127 Hours Dir. Danny Boyle

[Fox Searchlight; 2010]

Styles: adaptation, biography
Others: Slumdog Millionaire, Into the Wild, Gatorade commercial

Why did Danny Boyle decide to make a 94-minute film about a climber who spends five days with his arm pinned by a large rock before performing an amputation with a dull multi-tool? Sadly, the answer has less to do with perversion than it does with cheap optimism. Normally I’d be wary of spoiling the finale, but everyone who knows what 127 Hours is about also knows the story of Aron Ralston. And let’s be honest, the only reason you’d watch it is if you were interested in seeing a filmic representation/interpretation of a dude hack through his own arm.

Unfortunately, because the film has this intensely teleological structure, this amputation-trajectory, the second act is drained of both dramatic weight and suspense. The audience knows that Ralston isn’t going to die, so eventually we start to root for the gore (“Cut it off already!”). James Franco gives a fine performance, which is merciful since it constitutes the overwhelming focus. But Boyle doesn’t hold up his end of the bargain, unless you liked the direction he took with Slumdog Millionaire. The opening sequences are shot like fitness/energy lifestyle commercials: mountain biking, panels, high contrast, saturated colors, indeterminately ethnic electronic music.

Oh, the soundtrack! I’m fed up with soundtracks. As if existential desperation and anguish were not sufficiently manifest in a choice between death and limb, Boyle employs music as an emotion machine. Closeups, too, are called on for their stock value. The polish detracts from the dramatic possibility as much as the pacing, which necessitates an alternation between event and montage, moving from subtle character insight to overwrought self-actualization bullshit.

It’s not complete dreck; several scenes begin to explore the relationship of Ralston to his camera. Performing his suffering alienates it from him, providing enough distance to laugh, reflect, and calm down; footage of him screaming for help carries him through the moment of claustrophobic panic to a rational trial of escape techniques. Affect is mobilized to clear itself out for reason; rationality is broken down to release the wild potentialities of affect.

WHAT IS BEING ASKED
Retype the passage of the 127 Hours review from "Oh, the soundtrack!" up to and including "to overwrought self-actualization bullshit." with no changes. The items after this point are separate material, unrelated to the review.

SUPPLIED ENTRIES

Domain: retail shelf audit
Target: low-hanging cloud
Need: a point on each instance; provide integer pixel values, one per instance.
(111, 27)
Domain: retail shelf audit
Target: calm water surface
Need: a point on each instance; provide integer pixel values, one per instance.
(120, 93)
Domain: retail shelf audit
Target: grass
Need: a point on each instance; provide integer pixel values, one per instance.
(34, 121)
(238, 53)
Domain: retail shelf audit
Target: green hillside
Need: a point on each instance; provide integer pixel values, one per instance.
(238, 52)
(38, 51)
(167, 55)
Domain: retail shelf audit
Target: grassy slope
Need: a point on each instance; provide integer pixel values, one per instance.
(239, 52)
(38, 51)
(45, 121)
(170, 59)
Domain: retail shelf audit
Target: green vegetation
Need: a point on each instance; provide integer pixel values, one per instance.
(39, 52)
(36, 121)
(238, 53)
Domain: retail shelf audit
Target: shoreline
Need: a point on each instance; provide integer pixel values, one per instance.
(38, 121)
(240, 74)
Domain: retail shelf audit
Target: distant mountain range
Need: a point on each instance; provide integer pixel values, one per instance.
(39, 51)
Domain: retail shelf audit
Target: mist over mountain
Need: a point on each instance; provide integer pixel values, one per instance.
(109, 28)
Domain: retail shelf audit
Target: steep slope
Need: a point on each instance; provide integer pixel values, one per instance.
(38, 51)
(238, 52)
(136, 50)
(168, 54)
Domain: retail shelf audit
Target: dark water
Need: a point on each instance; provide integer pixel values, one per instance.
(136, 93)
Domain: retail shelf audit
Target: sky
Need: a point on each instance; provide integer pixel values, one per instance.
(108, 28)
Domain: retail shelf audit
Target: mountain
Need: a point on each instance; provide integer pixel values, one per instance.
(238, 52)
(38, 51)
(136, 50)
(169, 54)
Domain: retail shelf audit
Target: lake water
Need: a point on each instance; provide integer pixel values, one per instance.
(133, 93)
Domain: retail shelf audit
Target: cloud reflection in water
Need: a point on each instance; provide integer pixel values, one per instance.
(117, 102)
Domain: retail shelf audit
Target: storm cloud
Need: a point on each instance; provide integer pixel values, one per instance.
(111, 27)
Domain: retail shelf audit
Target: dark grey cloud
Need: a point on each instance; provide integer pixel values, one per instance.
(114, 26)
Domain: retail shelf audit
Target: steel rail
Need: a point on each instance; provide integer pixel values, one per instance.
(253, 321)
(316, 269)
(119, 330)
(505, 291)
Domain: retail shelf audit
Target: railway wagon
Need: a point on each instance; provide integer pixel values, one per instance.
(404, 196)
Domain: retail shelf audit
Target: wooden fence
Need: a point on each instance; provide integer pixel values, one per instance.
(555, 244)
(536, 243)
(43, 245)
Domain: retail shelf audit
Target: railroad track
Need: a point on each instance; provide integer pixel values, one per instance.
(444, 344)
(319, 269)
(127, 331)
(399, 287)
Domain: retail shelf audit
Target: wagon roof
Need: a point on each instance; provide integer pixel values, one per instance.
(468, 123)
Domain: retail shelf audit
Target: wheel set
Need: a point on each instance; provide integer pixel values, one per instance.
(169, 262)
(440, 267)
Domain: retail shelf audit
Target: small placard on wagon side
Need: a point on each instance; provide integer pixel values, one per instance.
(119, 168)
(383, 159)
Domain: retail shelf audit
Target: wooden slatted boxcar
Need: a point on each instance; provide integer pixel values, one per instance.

YOUR SOLUTION
Oh, the soundtrack! I’m fed up with soundtracks. As if existential desperation and anguish were not sufficiently manifest in a choice between death and limb, Boyle employs music as an emotion machine. Closeups, too, are called on for their stock value. The polish detracts from the dramatic possibility as much as the pacing, which necessitates an alternation between event and montage, moving from subtle character insight to overwrought self-actualization bullshit.